Кио Маклир – Корни. О сплетеньях жизни и семейных тайнах (страница 22)
Когда она покинула свой дом в 2003 году, новые владельцы попытались сохранить ее сад, но в конце концов бросили эту затею и заменили его газоном. Мама перебралась в небольшую квартиру в центре города. Ее новый дом с бетонным балконом располагался в тесной череде офисных зданий. Сплошные вертикальные линии. Она пробовала выращивать цветы и маленькие деревца в кадках с землей, но продуваемый ветром и лишенный солнечного света балкон оказался непригоден для сада. В довершение всего управляющая компания ликвидировала посадки из-за превышения норм по весу. Садовые инструменты – грабли, лопаты, секаторы – были сложены у двери. Она принялась сажать комнатные растения.
Я никогда всерьез не задумывалась о садах моего детства. Они не соответствовали привычной для меня умильной истории о семьях белых фермеров, залитых солнцем овощных грядках и дедушках с бабушками, которые передают секреты домашнего садоводства, словно разрешение от родителей на участие в каком-нибудь мероприятии.
Теперь я возделываю землю ради моих сыновей, чтобы повторить мамины движения, ее нескончаемые действия, хореографию, которую она всё еще проигрывает в своей голове. Я припадаю к земле, чтобы ощутить тихую энергию, вращение планеты. В маминой тени я постигаю колебания любви – как такая малая и одновременно огромная любовь то сокращается, то разрастается от комнатного масштаба до планетарного. Возиться на земле в небольшом садике – это не то же самое, что работать на озеленении города или обустраивать общие зоны, но в критически важный момент мамин сад помог ей войти в расширенную историю смены времен года, в цикличное, не связанное с капиталом время.

Задания:
1 > Перечислите садовые инструменты, которые названы в отрывке о мамином саде.
2 > Преобразуйте записи между строками, содержащими "# I want the bounding box around the side" и "[67,137,96,163]", включительно, в CSV с двумя столбцами «запрос» и «ответ», по строке на каждый запрос. Каждое значение заключите в кавычки, а переносы строк замените пробелами.

Исходные записи:
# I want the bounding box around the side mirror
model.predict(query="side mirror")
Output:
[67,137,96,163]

...

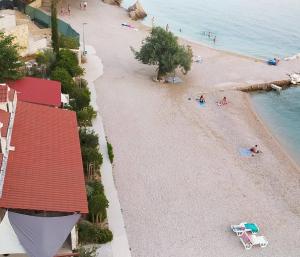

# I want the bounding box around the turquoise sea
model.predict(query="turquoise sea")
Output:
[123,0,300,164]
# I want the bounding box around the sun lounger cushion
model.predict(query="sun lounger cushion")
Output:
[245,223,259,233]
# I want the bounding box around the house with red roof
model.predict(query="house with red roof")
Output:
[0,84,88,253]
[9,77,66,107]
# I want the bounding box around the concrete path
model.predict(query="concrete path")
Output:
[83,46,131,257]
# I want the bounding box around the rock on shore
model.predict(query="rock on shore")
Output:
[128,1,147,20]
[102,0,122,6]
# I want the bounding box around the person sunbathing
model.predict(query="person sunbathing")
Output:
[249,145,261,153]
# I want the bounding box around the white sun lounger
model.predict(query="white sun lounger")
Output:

Ответы:
1 > Грабли, лопаты, секаторы.

2 >
запрос,ответ
"# I want the bounding box around the side mirror model.predict(query=""side mirror"") Output:","[67,137,96,163]"